▸ **DIRECTIONS**: Output exactly those lines of the data that lie between the line containing "Category: large boulder base" and the final line, both ends counted.
[AVAILABLE RECORDS — start]
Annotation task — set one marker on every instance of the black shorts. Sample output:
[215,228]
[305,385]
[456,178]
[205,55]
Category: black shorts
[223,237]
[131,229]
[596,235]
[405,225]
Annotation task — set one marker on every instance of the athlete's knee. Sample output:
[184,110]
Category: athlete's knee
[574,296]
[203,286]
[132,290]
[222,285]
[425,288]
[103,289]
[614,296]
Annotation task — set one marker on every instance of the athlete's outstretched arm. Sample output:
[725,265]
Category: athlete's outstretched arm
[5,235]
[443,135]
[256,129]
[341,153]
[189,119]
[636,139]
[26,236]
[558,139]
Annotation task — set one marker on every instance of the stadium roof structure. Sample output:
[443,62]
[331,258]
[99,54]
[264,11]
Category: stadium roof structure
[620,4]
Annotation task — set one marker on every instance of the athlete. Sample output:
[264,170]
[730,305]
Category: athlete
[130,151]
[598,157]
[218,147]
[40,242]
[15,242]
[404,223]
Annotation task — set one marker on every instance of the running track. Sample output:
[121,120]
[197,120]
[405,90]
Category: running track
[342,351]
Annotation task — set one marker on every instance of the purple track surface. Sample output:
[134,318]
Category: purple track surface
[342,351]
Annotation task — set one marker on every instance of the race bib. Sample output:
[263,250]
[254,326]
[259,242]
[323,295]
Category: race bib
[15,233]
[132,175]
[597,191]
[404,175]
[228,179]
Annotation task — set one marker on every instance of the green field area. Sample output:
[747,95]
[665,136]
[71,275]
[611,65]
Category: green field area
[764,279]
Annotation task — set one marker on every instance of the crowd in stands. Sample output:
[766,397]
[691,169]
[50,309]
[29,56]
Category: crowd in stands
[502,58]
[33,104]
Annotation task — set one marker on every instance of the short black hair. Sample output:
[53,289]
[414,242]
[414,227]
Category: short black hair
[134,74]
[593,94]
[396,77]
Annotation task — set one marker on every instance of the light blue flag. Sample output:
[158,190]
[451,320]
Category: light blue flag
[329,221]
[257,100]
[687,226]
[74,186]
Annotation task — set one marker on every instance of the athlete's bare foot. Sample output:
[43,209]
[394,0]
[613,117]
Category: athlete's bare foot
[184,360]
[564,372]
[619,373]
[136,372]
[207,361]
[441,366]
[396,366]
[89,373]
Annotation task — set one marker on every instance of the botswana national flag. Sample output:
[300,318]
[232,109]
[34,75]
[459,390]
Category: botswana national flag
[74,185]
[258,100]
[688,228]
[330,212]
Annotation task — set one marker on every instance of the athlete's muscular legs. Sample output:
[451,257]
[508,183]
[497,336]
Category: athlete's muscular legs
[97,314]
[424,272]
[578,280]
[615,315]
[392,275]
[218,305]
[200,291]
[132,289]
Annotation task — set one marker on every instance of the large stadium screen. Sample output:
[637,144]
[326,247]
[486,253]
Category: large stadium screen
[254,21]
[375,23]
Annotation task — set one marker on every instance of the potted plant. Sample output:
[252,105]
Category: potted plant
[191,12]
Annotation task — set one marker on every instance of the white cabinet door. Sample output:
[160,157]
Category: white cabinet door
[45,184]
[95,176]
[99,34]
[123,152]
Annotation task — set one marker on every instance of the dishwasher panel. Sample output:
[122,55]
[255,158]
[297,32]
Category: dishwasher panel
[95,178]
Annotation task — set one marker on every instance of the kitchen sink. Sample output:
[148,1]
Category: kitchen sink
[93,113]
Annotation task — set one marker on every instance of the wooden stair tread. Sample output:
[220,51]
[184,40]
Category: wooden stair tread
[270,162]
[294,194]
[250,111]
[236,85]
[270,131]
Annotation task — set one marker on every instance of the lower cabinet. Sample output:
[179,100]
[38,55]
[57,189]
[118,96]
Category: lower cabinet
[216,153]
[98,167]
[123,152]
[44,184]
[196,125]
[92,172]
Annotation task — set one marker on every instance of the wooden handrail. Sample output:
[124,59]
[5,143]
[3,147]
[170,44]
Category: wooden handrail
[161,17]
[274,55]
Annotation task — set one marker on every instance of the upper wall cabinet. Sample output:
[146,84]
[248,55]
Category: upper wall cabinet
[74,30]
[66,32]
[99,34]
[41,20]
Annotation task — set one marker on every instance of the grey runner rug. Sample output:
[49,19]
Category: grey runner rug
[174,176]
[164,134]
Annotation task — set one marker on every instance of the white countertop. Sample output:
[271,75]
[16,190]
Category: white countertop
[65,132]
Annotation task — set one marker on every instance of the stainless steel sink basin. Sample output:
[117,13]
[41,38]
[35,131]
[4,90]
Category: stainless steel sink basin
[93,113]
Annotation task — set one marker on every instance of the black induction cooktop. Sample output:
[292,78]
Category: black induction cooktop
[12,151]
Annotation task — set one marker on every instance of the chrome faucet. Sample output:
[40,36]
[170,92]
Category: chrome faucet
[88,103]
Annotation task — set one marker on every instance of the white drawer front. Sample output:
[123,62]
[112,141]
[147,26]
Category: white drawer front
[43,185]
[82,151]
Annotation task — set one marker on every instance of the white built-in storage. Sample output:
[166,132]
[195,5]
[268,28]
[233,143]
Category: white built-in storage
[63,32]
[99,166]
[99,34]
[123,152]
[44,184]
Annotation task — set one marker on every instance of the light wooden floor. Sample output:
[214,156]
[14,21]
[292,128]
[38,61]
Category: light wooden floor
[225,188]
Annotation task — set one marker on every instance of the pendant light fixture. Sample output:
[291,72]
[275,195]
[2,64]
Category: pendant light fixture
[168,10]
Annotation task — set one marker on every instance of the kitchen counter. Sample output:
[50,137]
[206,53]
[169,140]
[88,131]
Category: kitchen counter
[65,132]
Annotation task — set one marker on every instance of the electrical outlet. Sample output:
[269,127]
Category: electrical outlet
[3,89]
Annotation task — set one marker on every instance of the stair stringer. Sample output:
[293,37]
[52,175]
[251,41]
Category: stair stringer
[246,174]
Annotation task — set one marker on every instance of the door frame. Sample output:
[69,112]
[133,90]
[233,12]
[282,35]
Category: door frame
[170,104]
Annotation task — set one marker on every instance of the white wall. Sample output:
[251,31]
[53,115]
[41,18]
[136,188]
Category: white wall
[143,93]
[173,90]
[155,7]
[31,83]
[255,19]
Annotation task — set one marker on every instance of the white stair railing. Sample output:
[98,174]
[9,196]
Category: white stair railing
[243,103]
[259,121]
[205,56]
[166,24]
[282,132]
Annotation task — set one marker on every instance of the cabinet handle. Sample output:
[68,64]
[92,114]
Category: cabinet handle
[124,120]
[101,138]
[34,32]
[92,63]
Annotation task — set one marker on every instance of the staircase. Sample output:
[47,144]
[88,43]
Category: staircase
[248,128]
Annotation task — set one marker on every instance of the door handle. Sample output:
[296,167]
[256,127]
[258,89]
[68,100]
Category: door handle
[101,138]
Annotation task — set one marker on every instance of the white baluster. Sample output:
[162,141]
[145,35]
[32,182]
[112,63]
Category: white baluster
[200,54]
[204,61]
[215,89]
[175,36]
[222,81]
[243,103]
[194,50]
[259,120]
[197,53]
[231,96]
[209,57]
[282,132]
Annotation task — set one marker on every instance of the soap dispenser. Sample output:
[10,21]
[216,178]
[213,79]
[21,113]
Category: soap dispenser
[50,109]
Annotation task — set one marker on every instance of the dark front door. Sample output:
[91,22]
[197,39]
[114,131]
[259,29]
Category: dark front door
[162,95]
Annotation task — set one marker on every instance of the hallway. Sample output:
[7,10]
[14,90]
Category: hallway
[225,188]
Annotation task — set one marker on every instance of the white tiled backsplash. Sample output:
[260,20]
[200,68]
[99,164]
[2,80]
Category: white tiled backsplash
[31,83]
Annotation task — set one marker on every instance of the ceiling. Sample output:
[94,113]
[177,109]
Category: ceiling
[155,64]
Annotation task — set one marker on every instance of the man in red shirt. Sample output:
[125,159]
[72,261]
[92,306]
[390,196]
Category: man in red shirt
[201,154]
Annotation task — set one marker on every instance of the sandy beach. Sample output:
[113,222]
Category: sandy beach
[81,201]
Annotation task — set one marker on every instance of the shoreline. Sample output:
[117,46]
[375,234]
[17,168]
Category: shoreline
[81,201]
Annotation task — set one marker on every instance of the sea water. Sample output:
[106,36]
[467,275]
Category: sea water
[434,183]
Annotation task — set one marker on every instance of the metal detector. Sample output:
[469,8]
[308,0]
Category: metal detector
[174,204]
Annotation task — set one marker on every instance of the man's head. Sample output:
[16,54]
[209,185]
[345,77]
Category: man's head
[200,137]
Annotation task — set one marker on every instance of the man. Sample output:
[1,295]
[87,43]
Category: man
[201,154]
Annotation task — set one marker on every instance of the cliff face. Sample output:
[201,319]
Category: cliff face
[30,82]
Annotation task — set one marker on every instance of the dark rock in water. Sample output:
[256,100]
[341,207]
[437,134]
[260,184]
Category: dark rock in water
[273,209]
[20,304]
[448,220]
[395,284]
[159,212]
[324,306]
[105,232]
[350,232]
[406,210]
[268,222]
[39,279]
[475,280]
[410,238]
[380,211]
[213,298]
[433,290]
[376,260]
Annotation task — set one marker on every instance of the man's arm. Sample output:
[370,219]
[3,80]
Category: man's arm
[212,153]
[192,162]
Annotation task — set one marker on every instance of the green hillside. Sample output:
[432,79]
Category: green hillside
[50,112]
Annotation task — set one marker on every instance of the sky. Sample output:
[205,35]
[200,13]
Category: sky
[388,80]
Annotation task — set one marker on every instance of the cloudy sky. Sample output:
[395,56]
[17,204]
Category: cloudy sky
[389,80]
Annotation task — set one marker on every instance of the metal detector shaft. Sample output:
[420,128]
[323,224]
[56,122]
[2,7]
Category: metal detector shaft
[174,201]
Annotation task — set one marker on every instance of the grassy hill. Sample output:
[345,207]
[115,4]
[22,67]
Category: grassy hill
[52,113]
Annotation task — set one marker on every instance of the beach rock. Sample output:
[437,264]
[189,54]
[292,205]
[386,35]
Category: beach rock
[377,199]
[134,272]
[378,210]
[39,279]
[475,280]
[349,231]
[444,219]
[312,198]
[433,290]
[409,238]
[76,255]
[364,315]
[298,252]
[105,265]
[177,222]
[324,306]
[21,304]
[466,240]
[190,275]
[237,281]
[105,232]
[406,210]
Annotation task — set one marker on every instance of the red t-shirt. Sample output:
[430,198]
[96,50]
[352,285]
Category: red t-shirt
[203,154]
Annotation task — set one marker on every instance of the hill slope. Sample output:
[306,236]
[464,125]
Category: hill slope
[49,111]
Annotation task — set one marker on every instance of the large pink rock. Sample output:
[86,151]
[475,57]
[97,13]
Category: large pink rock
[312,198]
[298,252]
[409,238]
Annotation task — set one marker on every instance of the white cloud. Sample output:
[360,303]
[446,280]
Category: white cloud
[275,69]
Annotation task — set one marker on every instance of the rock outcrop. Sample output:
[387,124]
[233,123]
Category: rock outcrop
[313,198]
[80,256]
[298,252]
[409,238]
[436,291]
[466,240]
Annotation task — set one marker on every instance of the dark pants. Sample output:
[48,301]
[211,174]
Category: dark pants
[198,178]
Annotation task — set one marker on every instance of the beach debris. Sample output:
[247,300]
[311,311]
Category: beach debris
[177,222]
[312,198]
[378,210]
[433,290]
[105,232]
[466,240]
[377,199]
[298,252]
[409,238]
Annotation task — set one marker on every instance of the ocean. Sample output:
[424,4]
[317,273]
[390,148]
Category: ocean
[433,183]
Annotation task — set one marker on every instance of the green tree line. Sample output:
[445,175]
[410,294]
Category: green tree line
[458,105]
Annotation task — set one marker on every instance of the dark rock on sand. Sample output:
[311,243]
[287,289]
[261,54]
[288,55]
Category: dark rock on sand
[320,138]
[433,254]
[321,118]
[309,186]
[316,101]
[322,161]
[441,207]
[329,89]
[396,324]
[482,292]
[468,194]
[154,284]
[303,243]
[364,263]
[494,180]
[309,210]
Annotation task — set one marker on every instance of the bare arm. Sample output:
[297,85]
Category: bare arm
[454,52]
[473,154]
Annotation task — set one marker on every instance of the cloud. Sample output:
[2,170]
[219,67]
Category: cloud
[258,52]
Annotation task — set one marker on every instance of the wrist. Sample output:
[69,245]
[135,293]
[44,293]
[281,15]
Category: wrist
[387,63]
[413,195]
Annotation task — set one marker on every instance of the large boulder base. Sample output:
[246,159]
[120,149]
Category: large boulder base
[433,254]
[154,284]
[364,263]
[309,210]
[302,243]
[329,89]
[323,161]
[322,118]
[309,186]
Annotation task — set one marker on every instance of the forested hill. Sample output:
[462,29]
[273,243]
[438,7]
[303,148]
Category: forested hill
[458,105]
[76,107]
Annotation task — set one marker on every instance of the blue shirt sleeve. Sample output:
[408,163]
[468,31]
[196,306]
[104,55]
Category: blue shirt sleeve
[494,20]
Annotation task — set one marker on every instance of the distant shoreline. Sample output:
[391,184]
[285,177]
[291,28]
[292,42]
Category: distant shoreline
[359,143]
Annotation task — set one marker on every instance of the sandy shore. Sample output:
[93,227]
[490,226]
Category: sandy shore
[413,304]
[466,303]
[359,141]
[AVAILABLE RECORDS — finish]
▸ **EXPECTED ANSWER**:
Category: large boulder base
[433,254]
[154,284]
[364,263]
[309,210]
[302,243]
[329,89]
[323,161]
[322,118]
[309,186]
Annotation task — set one marker on every instance of the forested hill. Sample output:
[462,29]
[273,243]
[438,7]
[303,148]
Category: forested hill
[458,105]
[76,107]
Annotation task — set one marker on every instance of the blue shirt sleeve. Sample output:
[408,163]
[468,31]
[196,306]
[104,55]
Category: blue shirt sleeve
[494,20]
Annotation task — set one marker on every instance of the distant shoreline. Sample output:
[391,184]
[285,177]
[291,28]
[292,42]
Category: distant shoreline
[359,143]
Annotation task — set one marker on every instance of the sandy shore. Sample output:
[93,227]
[490,226]
Category: sandy shore
[413,304]
[466,303]
[359,141]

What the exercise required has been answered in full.